> _Data for processing_

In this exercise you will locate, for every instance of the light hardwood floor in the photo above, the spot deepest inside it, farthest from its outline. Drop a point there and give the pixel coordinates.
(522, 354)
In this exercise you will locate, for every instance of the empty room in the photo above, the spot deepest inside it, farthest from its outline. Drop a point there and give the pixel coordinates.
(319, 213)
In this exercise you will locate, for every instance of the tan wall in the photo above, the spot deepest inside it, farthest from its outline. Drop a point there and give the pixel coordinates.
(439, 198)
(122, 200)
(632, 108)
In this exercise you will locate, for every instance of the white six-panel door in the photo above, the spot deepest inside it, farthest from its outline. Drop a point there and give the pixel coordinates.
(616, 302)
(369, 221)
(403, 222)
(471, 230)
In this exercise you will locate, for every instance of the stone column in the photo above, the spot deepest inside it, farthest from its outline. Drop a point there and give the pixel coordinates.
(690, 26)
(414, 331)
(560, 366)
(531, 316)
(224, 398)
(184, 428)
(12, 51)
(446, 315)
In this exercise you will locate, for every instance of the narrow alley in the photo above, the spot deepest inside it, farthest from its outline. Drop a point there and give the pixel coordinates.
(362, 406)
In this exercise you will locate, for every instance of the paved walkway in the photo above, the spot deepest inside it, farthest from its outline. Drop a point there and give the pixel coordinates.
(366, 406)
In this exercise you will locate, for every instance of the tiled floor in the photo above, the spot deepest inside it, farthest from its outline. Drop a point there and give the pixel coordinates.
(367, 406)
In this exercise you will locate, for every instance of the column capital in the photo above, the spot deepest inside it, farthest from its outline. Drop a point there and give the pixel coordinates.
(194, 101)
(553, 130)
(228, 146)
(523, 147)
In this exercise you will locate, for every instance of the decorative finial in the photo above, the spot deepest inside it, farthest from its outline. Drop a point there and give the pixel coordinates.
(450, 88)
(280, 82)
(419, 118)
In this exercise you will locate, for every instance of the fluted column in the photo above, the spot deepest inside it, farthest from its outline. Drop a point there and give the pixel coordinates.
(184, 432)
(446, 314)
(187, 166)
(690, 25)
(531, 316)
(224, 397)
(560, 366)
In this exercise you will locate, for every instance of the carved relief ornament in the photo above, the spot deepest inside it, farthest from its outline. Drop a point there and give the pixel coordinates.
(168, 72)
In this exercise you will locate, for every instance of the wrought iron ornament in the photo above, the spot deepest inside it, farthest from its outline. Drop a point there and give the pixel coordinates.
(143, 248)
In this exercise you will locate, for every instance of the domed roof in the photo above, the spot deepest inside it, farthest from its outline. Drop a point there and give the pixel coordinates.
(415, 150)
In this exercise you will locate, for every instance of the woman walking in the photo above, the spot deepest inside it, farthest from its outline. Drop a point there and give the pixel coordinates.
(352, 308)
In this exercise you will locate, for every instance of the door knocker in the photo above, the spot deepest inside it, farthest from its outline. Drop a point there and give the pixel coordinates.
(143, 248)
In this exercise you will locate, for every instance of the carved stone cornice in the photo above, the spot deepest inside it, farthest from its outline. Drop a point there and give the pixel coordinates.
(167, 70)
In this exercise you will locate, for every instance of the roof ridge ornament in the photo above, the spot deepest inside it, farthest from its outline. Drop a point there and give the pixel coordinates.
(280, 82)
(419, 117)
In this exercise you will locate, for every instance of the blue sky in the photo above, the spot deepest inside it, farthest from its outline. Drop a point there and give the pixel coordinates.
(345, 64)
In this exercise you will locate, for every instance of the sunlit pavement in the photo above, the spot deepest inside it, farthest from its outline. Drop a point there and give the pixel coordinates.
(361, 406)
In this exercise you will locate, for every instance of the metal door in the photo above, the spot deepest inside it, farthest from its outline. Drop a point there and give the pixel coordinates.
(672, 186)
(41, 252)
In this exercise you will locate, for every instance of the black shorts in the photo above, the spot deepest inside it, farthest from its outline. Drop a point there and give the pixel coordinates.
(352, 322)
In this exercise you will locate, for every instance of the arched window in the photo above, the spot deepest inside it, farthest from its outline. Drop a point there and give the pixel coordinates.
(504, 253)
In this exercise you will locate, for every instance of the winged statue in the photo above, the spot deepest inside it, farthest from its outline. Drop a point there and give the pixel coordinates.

> _Problem description_
Send back all of the entries exactly, with nothing missing.

> _Output for this exercise_
In this exercise you will locate, for every instance of the light hardwood floor in the photo above, the spot deepest inside it, farthest from its outline. Drop a point there and give the pixel coordinates.
(522, 354)
In this exercise you will locate, for every instance of the empty room in the photo above, the spot deepest inside it, farthest from its outline. Drop a point there and give the pixel coordinates.
(319, 213)
In this exercise you will locate, for every instance of the tan wall in the photo above, the spot deepest inside it, farthest from its outline. Drop a point there and give the pixel coordinates.
(439, 198)
(122, 200)
(632, 108)
In this exercise you will locate, for every instance of the white six-panel door in the photo above, the spot deepest inside it, farthest from its outline. Drop a point there and give the pixel coordinates.
(616, 302)
(369, 221)
(403, 222)
(471, 230)
In this exercise you will locate, for every instance of the stone column in the photo above, the spot deepest inside it, farthest from its outline. Drop a point there and give the pixel coordinates.
(690, 26)
(414, 331)
(560, 366)
(531, 316)
(224, 398)
(184, 428)
(12, 51)
(446, 315)
In this exercise you will locate, for every instance of the narrow alley in the photo above, the spot deepest inside it, farthest from its outline. Drop a point there and give the pixel coordinates.
(362, 406)
In this exercise you will locate, for every instance of the paved walkway in the photo above, the spot deepest inside it, farthest from its outline. Drop a point there and give the pixel coordinates.
(366, 406)
In this exercise you will locate, for every instance of the tiled floor in the photo above, the spot deepest inside it, farthest from its outline. Drop a point there and give the pixel coordinates.
(367, 406)
In this exercise you will locate, for every instance of the column capital in the photo above, the spot deepest inside it, farthest from its outline. Drop a point there and give the pixel coordinates.
(194, 101)
(553, 130)
(228, 146)
(523, 147)
In this exercise you will locate, for every instance of the decorative finial in the photo above, the spot deepest inside it, farthest from its outline. Drop a point there and give the pixel coordinates.
(450, 88)
(280, 82)
(419, 118)
In this exercise you will locate, for every instance of the fluted column in the photo above, the spot deepest inside it, farthest from its outline. Drop a point there and give the pixel coordinates.
(184, 432)
(446, 314)
(187, 166)
(690, 25)
(531, 316)
(224, 397)
(560, 366)
In this exercise you will locate, for every instance of the carved relief ornament in the photo above, the spot deepest inside it, farthest from its outline. Drop a point there and give the pixel coordinates.
(168, 72)
In this exercise you will locate, for every instance of the wrought iron ornament in the photo above, the spot deepest inside it, farthest from its outline. Drop a point there and give the pixel coordinates.
(143, 248)
In this exercise you will locate, for every instance of the domed roof in the photo above, the spot deepest inside it, farthest from its outline. Drop a point there and give the pixel coordinates.
(415, 150)
In this exercise you will locate, for every instance of the woman walking in the photo above, the spot deepest inside it, farthest from its outline. Drop a point there and give the pixel coordinates.
(352, 308)
In this exercise you will locate, for every instance of the door knocker in the photo above, the spot deepest inside it, farthest from its outline. Drop a point there and give the pixel coordinates.
(143, 248)
In this exercise you will locate, for every instance of the carved stone cornice in the photo above, the spot deepest inside it, farthest from its outline. Drop a point there and give the pixel coordinates.
(167, 70)
In this exercise you will locate, for every instance of the roof ridge ornament in the photo above, the spot deepest inside it, farthest from its outline. Drop a point there and give the pixel coordinates.
(280, 82)
(419, 117)
In this exercise you will locate, for every instance of the blue sky in the photo above, the spot deepest inside it, farthest from its outline. Drop a point there and give the pixel coordinates.
(345, 64)
In this exercise you will locate, for every instance of the sunlit pavement in the photo above, the spot deepest inside it, farthest from its outline. Drop a point there and give the pixel coordinates.
(361, 406)
In this exercise you will locate, for every instance of the metal door in the photo above, the spot deepest inside it, farthest from its outline. Drop a point there and give the pixel coordinates.
(672, 186)
(41, 252)
In this exercise you will locate, for every instance of the black shorts in the photo above, the spot deepest inside it, farthest from its outline. Drop a point there and give the pixel coordinates.
(352, 322)
In this exercise you will locate, for every instance of the arched window in the photo above, the spot deepest inside it, farthest from its outline. Drop a point there and give the pixel coordinates.
(504, 253)
In this exercise you will locate, for every instance of the winged statue in the photo above, the spot deepest inside it, farthest from its outline. Drop a point there and give the pixel coordinates.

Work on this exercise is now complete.